Reproduce only the lines that begin at the line with "the yellow wheel" and run to the end of the entries; omit every picture.

□ □ □ □ □

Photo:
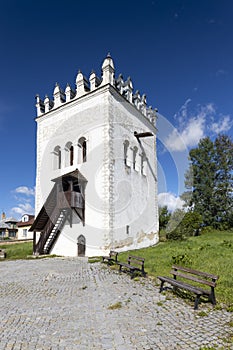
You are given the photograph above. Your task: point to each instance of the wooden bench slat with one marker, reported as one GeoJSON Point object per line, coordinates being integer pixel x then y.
{"type": "Point", "coordinates": [134, 263]}
{"type": "Point", "coordinates": [184, 285]}
{"type": "Point", "coordinates": [112, 257]}
{"type": "Point", "coordinates": [195, 272]}
{"type": "Point", "coordinates": [193, 278]}
{"type": "Point", "coordinates": [186, 274]}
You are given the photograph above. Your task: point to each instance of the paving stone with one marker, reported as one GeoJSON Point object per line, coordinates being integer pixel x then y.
{"type": "Point", "coordinates": [63, 304]}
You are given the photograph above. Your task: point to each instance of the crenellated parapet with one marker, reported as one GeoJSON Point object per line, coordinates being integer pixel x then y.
{"type": "Point", "coordinates": [85, 86]}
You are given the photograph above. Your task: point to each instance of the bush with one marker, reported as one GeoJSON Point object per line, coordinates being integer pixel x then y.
{"type": "Point", "coordinates": [184, 224]}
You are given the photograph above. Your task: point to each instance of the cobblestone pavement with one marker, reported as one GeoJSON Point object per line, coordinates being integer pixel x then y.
{"type": "Point", "coordinates": [68, 303]}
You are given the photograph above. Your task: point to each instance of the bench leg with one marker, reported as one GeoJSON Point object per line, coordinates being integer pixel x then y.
{"type": "Point", "coordinates": [196, 302]}
{"type": "Point", "coordinates": [212, 296]}
{"type": "Point", "coordinates": [161, 287]}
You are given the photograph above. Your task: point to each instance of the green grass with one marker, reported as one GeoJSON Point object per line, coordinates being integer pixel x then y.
{"type": "Point", "coordinates": [211, 252]}
{"type": "Point", "coordinates": [17, 250]}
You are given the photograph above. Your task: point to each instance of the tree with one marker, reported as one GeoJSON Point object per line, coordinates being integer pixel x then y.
{"type": "Point", "coordinates": [183, 224]}
{"type": "Point", "coordinates": [164, 217]}
{"type": "Point", "coordinates": [209, 181]}
{"type": "Point", "coordinates": [223, 181]}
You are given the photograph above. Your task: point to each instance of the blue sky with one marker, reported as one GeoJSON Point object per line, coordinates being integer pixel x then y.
{"type": "Point", "coordinates": [178, 52]}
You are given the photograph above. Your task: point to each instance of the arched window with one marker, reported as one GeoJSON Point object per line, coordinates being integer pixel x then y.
{"type": "Point", "coordinates": [71, 155]}
{"type": "Point", "coordinates": [57, 158]}
{"type": "Point", "coordinates": [135, 151]}
{"type": "Point", "coordinates": [82, 150]}
{"type": "Point", "coordinates": [69, 149]}
{"type": "Point", "coordinates": [126, 151]}
{"type": "Point", "coordinates": [144, 164]}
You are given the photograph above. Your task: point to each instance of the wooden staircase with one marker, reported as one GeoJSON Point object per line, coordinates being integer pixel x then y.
{"type": "Point", "coordinates": [62, 200]}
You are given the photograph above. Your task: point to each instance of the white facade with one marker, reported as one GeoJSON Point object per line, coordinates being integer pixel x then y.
{"type": "Point", "coordinates": [92, 130]}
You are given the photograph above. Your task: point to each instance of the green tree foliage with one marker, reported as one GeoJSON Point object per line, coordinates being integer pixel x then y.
{"type": "Point", "coordinates": [164, 217]}
{"type": "Point", "coordinates": [209, 181]}
{"type": "Point", "coordinates": [183, 224]}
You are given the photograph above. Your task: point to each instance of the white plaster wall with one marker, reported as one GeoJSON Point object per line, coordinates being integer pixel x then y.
{"type": "Point", "coordinates": [20, 233]}
{"type": "Point", "coordinates": [114, 197]}
{"type": "Point", "coordinates": [135, 195]}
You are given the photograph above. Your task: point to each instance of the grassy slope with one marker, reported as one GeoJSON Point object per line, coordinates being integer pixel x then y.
{"type": "Point", "coordinates": [211, 252]}
{"type": "Point", "coordinates": [17, 250]}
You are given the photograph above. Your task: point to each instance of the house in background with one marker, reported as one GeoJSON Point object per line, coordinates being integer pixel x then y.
{"type": "Point", "coordinates": [24, 226]}
{"type": "Point", "coordinates": [8, 227]}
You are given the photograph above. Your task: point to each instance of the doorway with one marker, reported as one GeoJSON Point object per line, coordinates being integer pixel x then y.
{"type": "Point", "coordinates": [81, 245]}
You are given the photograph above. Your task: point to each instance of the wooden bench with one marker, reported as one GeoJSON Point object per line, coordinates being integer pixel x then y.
{"type": "Point", "coordinates": [134, 264]}
{"type": "Point", "coordinates": [2, 254]}
{"type": "Point", "coordinates": [112, 257]}
{"type": "Point", "coordinates": [199, 281]}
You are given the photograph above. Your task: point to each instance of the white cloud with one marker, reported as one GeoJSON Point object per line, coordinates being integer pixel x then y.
{"type": "Point", "coordinates": [21, 209]}
{"type": "Point", "coordinates": [25, 190]}
{"type": "Point", "coordinates": [190, 129]}
{"type": "Point", "coordinates": [223, 125]}
{"type": "Point", "coordinates": [170, 200]}
{"type": "Point", "coordinates": [188, 137]}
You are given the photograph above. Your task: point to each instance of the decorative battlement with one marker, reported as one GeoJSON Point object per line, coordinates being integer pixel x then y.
{"type": "Point", "coordinates": [84, 87]}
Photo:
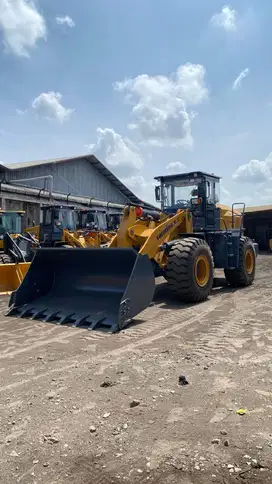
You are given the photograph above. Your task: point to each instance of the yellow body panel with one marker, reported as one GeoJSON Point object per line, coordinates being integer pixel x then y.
{"type": "Point", "coordinates": [11, 276]}
{"type": "Point", "coordinates": [226, 219]}
{"type": "Point", "coordinates": [150, 234]}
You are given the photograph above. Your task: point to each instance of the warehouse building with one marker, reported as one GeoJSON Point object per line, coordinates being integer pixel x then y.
{"type": "Point", "coordinates": [78, 181]}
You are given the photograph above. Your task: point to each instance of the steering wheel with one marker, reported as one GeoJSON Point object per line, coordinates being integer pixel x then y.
{"type": "Point", "coordinates": [181, 202]}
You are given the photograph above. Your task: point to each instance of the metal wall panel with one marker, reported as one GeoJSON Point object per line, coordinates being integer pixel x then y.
{"type": "Point", "coordinates": [77, 177]}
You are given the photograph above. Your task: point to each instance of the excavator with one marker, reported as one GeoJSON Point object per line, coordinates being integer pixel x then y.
{"type": "Point", "coordinates": [184, 242]}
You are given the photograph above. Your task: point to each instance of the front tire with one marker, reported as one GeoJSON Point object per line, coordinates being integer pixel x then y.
{"type": "Point", "coordinates": [244, 275]}
{"type": "Point", "coordinates": [189, 270]}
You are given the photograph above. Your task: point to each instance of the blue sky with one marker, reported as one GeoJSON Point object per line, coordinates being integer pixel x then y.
{"type": "Point", "coordinates": [150, 87]}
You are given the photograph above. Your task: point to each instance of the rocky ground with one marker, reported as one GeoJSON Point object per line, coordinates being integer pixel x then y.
{"type": "Point", "coordinates": [89, 407]}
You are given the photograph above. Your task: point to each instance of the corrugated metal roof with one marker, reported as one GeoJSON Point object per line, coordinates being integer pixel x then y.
{"type": "Point", "coordinates": [260, 208]}
{"type": "Point", "coordinates": [91, 159]}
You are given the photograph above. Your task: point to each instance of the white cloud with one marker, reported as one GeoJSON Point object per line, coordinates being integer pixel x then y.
{"type": "Point", "coordinates": [160, 104]}
{"type": "Point", "coordinates": [175, 167]}
{"type": "Point", "coordinates": [118, 153]}
{"type": "Point", "coordinates": [226, 19]}
{"type": "Point", "coordinates": [255, 171]}
{"type": "Point", "coordinates": [21, 25]}
{"type": "Point", "coordinates": [48, 105]}
{"type": "Point", "coordinates": [65, 21]}
{"type": "Point", "coordinates": [238, 81]}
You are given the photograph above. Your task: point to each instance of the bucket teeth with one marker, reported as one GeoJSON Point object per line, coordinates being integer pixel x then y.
{"type": "Point", "coordinates": [90, 288]}
{"type": "Point", "coordinates": [52, 317]}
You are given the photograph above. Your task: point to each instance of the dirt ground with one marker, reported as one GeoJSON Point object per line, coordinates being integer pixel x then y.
{"type": "Point", "coordinates": [89, 407]}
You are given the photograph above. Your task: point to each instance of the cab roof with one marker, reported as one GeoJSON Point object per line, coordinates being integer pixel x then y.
{"type": "Point", "coordinates": [188, 176]}
{"type": "Point", "coordinates": [11, 211]}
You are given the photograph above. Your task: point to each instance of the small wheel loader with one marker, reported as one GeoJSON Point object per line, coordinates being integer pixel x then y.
{"type": "Point", "coordinates": [184, 242]}
{"type": "Point", "coordinates": [10, 223]}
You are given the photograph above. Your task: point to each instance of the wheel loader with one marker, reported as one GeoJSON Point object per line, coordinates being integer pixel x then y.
{"type": "Point", "coordinates": [10, 223]}
{"type": "Point", "coordinates": [61, 226]}
{"type": "Point", "coordinates": [184, 242]}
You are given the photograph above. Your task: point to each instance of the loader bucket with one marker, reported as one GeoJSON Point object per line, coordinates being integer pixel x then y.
{"type": "Point", "coordinates": [11, 276]}
{"type": "Point", "coordinates": [93, 287]}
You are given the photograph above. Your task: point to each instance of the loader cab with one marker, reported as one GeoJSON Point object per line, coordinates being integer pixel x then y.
{"type": "Point", "coordinates": [196, 191]}
{"type": "Point", "coordinates": [114, 220]}
{"type": "Point", "coordinates": [94, 220]}
{"type": "Point", "coordinates": [55, 219]}
{"type": "Point", "coordinates": [11, 223]}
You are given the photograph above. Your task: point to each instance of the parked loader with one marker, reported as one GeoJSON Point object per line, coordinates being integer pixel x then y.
{"type": "Point", "coordinates": [183, 242]}
{"type": "Point", "coordinates": [11, 223]}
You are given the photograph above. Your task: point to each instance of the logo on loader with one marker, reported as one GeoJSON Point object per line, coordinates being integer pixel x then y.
{"type": "Point", "coordinates": [167, 228]}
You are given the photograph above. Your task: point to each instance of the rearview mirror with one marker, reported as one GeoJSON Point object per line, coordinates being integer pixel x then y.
{"type": "Point", "coordinates": [158, 194]}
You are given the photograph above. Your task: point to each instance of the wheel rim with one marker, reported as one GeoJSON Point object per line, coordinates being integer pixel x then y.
{"type": "Point", "coordinates": [249, 261]}
{"type": "Point", "coordinates": [202, 270]}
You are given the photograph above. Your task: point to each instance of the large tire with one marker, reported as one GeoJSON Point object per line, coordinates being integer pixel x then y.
{"type": "Point", "coordinates": [189, 270]}
{"type": "Point", "coordinates": [244, 275]}
{"type": "Point", "coordinates": [5, 259]}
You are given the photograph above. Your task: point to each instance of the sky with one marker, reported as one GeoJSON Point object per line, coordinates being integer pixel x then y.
{"type": "Point", "coordinates": [150, 87]}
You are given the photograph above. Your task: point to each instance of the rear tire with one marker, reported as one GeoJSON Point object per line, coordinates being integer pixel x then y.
{"type": "Point", "coordinates": [5, 259]}
{"type": "Point", "coordinates": [189, 270]}
{"type": "Point", "coordinates": [244, 275]}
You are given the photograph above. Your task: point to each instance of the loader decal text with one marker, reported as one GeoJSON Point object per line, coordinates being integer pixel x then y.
{"type": "Point", "coordinates": [167, 228]}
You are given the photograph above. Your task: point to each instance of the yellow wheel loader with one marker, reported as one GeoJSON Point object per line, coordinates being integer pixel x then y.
{"type": "Point", "coordinates": [65, 226]}
{"type": "Point", "coordinates": [96, 226]}
{"type": "Point", "coordinates": [184, 242]}
{"type": "Point", "coordinates": [10, 223]}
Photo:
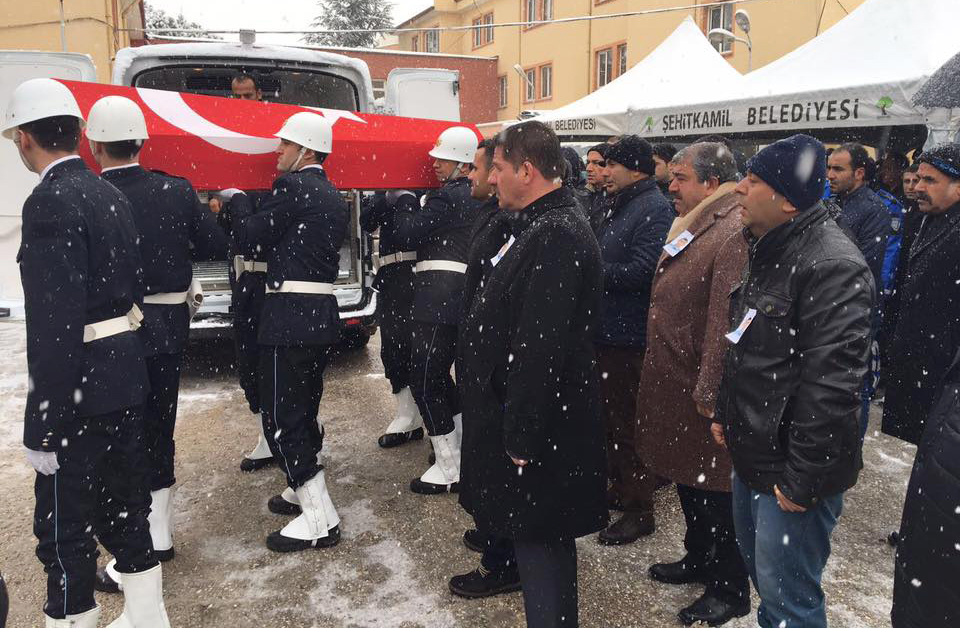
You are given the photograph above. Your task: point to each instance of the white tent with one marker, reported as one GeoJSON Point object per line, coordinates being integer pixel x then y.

□ □ □ □ □

#### Response to the exercise:
You are given the photograph above. Your task: point to each instance of the yellow wheel loader with one marker, reported as one GeoJSON Point object per line, coordinates being integer pixel x then y.
{"type": "Point", "coordinates": [65, 226]}
{"type": "Point", "coordinates": [96, 226]}
{"type": "Point", "coordinates": [184, 242]}
{"type": "Point", "coordinates": [10, 223]}
Photo:
You are given the photograph above. Your task: point to each instance of the white tent with one marker, reported as one GeoJSON Point object per line, coordinates being integer pixel x then y.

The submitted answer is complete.